-- BEGIN Dataset content --

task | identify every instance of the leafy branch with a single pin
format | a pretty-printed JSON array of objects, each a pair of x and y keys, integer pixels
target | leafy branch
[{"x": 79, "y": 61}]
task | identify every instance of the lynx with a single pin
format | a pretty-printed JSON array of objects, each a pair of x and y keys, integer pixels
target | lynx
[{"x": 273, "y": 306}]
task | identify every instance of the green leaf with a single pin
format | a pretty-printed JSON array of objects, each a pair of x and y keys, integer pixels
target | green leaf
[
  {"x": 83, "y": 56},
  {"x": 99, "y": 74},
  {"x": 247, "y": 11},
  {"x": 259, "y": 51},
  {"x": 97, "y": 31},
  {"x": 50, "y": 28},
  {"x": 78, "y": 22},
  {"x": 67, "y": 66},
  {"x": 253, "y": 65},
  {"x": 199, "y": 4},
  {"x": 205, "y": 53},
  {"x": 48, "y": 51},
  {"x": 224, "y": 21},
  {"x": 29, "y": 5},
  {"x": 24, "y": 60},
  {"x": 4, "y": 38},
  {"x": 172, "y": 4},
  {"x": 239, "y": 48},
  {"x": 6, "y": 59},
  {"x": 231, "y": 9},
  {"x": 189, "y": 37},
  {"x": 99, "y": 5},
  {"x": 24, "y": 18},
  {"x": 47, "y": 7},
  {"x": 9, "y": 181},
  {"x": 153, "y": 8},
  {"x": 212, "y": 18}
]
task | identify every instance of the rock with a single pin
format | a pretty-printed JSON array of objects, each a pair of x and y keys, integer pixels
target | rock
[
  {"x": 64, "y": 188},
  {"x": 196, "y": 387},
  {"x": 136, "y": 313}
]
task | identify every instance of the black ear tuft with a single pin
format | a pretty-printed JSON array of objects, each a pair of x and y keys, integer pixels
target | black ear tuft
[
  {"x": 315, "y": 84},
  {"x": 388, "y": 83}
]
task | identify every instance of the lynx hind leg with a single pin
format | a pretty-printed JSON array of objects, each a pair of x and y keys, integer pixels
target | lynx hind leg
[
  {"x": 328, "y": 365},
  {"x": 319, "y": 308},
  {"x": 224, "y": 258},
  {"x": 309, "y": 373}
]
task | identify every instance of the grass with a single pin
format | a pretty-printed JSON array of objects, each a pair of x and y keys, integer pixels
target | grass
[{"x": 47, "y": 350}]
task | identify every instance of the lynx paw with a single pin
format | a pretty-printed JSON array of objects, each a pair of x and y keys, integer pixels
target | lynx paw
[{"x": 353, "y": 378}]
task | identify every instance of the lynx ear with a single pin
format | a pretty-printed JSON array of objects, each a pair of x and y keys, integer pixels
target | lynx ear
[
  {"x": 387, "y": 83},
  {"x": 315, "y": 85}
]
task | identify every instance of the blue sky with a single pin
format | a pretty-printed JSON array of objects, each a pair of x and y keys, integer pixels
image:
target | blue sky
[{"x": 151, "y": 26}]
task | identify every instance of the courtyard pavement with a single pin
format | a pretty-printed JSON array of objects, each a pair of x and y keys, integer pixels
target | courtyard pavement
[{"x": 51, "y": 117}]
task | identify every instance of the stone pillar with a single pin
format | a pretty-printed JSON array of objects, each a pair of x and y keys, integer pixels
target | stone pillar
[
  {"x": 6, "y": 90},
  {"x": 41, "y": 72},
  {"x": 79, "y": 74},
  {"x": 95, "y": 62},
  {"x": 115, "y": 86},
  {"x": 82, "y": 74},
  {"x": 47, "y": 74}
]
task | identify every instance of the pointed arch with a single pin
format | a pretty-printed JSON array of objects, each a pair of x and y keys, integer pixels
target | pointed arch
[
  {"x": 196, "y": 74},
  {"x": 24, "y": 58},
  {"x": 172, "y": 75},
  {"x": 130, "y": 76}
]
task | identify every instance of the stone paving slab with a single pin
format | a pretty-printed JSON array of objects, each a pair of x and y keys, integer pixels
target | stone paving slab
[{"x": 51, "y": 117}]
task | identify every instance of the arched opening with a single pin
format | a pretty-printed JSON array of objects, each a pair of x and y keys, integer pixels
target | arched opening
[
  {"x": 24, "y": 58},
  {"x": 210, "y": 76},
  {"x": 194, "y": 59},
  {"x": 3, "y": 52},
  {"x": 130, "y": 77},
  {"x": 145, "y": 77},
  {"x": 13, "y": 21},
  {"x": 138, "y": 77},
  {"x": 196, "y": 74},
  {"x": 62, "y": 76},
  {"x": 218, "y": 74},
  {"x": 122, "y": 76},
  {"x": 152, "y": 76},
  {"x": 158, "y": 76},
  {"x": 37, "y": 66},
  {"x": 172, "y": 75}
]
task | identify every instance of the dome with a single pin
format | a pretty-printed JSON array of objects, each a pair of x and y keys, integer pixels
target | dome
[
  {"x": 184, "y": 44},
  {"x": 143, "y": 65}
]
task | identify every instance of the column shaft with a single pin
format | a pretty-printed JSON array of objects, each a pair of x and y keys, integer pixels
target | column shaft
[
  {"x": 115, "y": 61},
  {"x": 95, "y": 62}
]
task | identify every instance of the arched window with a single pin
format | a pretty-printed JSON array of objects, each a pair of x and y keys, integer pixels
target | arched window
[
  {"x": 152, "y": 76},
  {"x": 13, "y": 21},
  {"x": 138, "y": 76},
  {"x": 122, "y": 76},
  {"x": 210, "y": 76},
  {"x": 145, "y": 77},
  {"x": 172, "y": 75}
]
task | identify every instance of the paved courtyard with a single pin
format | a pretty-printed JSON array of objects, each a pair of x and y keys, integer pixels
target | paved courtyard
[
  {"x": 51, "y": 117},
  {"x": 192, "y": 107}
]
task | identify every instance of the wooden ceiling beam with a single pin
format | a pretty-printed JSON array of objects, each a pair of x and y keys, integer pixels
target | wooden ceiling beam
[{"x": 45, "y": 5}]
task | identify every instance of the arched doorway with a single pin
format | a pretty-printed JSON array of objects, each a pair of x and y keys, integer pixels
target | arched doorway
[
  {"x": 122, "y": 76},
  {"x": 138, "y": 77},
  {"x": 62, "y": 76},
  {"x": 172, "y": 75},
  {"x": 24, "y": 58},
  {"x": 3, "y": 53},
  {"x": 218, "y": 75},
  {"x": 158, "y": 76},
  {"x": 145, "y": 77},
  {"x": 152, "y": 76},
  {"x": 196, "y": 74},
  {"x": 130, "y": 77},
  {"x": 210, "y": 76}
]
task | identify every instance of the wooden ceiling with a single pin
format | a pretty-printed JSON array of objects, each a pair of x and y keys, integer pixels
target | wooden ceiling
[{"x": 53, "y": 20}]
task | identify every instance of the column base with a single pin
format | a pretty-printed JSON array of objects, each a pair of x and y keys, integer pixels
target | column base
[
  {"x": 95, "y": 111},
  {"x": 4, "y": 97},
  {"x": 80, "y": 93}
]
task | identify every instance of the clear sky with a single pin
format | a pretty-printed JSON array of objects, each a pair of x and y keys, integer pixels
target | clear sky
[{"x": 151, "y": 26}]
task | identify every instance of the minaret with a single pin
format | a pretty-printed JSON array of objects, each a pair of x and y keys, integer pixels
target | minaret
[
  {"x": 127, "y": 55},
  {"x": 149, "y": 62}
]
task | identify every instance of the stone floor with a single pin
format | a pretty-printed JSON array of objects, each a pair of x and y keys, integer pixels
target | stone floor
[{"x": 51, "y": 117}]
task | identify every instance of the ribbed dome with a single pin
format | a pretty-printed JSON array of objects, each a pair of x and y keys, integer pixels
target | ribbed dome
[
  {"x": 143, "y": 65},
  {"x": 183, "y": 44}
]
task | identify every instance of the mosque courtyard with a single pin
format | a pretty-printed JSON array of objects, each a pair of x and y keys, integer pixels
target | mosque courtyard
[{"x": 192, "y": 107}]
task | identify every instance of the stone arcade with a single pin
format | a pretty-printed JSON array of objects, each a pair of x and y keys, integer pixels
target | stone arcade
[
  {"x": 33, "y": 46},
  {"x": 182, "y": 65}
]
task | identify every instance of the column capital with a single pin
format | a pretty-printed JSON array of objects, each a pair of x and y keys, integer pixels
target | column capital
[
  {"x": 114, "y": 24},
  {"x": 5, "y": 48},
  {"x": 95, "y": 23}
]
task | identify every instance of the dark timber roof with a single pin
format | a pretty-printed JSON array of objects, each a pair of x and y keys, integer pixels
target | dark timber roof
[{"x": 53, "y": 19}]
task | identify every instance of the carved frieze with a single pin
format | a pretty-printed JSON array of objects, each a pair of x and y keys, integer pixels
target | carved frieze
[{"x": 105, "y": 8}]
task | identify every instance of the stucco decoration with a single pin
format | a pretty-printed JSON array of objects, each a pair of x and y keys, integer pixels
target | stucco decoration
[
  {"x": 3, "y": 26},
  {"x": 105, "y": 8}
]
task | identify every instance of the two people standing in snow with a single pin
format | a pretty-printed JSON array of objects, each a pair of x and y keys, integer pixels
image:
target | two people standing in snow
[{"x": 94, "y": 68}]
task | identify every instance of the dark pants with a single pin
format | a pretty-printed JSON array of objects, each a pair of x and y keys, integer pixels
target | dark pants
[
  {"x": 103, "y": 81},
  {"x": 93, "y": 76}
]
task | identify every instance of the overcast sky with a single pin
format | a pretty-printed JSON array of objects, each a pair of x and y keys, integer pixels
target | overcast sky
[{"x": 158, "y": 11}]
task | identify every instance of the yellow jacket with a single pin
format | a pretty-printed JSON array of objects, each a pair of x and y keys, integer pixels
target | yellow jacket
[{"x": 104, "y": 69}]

-- END Dataset content --

§ **What you should do**: Recast the lines from the one containing "task | identify every instance of the overcast" through the final line of the records as a JSON list of strings, one string per line, leaving out any blank lines.

§ **Answer for the task**:
[
  "task | identify every instance of the overcast sky with a single pin",
  "format | a pretty-printed JSON array of objects, each a pair of x and y keys, integer pixels",
  "target | overcast sky",
  "[{\"x\": 158, \"y\": 11}]",
  "task | identify every instance of the yellow jacket with a single pin",
  "format | a pretty-printed JSON array of objects, each a pair of x and y keys, integer pixels",
  "target | yellow jacket",
  "[{\"x\": 104, \"y\": 69}]"
]